==== SUPPLIED RECORDS ====
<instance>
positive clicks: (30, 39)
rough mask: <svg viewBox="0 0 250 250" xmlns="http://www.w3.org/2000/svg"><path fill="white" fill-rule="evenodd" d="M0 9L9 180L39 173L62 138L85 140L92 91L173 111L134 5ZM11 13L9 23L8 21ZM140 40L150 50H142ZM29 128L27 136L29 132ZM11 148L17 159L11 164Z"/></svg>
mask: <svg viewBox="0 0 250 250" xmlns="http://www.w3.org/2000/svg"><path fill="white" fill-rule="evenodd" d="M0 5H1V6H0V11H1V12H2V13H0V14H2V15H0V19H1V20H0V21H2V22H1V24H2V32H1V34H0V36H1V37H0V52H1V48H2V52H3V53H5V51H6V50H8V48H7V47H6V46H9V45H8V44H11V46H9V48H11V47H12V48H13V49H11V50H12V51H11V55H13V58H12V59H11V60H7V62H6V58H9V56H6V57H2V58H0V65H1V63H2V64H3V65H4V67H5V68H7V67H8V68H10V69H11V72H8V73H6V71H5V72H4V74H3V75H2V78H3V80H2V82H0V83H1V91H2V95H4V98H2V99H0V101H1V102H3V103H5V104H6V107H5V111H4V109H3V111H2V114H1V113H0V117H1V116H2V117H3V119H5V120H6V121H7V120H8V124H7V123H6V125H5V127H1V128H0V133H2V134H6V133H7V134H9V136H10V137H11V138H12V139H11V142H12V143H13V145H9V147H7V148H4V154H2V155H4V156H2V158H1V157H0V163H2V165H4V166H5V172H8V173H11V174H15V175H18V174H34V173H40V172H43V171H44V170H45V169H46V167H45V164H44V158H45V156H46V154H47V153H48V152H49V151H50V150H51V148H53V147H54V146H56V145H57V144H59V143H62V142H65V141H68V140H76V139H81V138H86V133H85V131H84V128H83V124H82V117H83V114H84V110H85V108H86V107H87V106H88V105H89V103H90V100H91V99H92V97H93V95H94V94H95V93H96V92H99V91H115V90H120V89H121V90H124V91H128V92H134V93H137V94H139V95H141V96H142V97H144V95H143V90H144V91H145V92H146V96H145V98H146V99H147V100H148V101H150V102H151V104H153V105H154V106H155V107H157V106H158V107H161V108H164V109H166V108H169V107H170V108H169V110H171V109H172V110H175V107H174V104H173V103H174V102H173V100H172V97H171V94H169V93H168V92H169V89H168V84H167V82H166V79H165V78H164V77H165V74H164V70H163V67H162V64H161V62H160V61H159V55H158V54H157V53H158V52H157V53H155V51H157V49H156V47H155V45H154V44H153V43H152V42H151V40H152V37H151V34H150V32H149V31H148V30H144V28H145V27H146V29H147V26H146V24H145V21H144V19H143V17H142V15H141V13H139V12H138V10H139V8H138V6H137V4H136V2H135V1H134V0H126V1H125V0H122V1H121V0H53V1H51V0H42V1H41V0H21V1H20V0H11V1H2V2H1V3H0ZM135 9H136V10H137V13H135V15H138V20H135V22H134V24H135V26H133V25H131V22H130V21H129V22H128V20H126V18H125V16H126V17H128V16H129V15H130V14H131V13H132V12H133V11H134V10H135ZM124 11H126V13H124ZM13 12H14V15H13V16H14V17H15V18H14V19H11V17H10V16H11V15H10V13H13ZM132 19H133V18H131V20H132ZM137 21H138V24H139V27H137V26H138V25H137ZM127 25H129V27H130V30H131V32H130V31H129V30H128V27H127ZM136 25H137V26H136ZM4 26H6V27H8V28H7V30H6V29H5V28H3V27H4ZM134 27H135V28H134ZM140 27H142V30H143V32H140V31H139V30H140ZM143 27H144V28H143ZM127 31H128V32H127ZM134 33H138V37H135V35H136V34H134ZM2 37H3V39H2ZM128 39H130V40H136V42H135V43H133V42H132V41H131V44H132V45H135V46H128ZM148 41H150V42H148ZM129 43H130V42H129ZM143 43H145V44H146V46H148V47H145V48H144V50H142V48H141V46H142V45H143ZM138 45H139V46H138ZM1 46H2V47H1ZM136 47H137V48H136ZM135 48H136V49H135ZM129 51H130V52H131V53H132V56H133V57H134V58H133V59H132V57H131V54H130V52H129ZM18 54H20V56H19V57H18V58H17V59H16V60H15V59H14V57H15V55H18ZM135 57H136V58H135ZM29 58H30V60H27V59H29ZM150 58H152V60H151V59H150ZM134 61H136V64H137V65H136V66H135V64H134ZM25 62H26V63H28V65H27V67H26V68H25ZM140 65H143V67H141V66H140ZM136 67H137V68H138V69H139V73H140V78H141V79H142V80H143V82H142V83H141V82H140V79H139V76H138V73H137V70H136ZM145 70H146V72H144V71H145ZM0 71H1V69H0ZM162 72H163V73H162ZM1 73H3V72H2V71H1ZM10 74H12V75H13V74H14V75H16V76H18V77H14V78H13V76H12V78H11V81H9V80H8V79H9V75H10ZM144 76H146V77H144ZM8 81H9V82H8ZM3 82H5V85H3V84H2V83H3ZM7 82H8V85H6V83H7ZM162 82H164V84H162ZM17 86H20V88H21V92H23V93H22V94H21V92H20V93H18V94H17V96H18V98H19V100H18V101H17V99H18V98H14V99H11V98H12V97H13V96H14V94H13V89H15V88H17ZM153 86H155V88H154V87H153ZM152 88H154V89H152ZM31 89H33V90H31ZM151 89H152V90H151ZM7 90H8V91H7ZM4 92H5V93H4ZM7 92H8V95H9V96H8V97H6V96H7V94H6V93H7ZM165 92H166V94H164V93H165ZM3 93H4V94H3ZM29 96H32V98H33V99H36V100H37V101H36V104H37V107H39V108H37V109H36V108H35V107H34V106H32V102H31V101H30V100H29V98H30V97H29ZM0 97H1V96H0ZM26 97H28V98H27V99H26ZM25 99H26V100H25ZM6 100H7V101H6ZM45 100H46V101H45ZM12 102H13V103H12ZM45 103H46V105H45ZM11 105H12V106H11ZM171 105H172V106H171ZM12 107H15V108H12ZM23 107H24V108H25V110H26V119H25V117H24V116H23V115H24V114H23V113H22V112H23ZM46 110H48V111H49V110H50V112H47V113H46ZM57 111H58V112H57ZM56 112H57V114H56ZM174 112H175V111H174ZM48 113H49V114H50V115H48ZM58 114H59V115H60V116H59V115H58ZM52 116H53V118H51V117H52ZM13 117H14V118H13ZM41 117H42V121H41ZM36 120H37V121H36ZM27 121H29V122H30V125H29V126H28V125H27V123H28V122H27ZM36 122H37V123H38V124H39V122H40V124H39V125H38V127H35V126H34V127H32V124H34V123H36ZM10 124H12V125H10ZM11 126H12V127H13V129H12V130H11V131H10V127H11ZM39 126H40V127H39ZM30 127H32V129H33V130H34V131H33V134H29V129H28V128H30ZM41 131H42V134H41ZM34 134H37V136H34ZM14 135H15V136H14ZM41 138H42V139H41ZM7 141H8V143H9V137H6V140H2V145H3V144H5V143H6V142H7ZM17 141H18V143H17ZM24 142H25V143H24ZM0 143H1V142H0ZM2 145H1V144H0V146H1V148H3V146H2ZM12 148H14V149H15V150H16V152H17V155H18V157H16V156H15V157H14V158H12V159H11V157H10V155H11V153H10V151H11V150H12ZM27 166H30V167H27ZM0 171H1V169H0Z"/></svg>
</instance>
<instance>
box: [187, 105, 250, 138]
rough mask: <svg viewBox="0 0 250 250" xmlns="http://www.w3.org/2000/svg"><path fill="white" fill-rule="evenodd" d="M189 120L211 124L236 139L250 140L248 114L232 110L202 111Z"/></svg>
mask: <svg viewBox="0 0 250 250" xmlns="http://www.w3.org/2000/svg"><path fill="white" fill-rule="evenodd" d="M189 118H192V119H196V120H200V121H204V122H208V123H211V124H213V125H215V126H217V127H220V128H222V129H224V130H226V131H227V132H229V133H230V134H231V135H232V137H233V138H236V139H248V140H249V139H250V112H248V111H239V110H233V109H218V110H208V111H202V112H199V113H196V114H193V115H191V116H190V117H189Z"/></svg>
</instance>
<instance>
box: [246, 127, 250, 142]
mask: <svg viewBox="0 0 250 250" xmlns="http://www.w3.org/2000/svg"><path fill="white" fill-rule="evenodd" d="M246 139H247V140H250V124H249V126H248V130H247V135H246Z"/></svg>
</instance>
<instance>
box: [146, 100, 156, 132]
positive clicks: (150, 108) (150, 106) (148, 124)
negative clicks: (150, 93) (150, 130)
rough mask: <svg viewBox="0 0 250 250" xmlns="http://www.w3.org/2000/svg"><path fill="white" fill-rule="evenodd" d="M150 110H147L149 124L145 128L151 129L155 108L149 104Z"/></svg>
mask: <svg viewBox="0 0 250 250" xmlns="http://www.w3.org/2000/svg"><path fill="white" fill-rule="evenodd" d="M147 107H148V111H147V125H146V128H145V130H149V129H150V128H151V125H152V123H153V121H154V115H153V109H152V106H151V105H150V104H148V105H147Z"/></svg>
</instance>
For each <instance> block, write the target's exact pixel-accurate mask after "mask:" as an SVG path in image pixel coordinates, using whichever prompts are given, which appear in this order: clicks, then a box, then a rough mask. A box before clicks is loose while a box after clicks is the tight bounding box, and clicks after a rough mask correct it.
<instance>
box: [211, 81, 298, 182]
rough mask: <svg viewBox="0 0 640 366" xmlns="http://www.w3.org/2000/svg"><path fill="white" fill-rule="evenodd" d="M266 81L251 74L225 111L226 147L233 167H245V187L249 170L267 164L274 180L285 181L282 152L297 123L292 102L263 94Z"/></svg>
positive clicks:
====
• [WHAT IS BEING ASKED]:
All that is wanted is the stretch of lines above from the one containing "110H147L149 124L145 128L151" through the one containing "box: [211, 81, 298, 182]", duplicated exactly.

• [TASK RESPONSE]:
rough mask: <svg viewBox="0 0 250 250" xmlns="http://www.w3.org/2000/svg"><path fill="white" fill-rule="evenodd" d="M150 110H147L149 124L145 128L151 129L155 108L149 104Z"/></svg>
mask: <svg viewBox="0 0 250 250" xmlns="http://www.w3.org/2000/svg"><path fill="white" fill-rule="evenodd" d="M147 107H148V111H147V125H146V128H145V130H149V129H150V128H151V125H152V123H153V121H154V115H153V109H152V106H151V105H150V104H148V105H147Z"/></svg>
</instance>
For each <instance> block, write the target's exact pixel-accurate mask after "mask:" as an SVG path in image pixel coordinates, using whichever prompts are given, which appear in this order: clicks, then a box, then a rough mask. A box before clicks is loose while a box after clicks is the tight bounding box, and clicks after a rough mask correct it.
<instance>
box: [211, 81, 298, 182]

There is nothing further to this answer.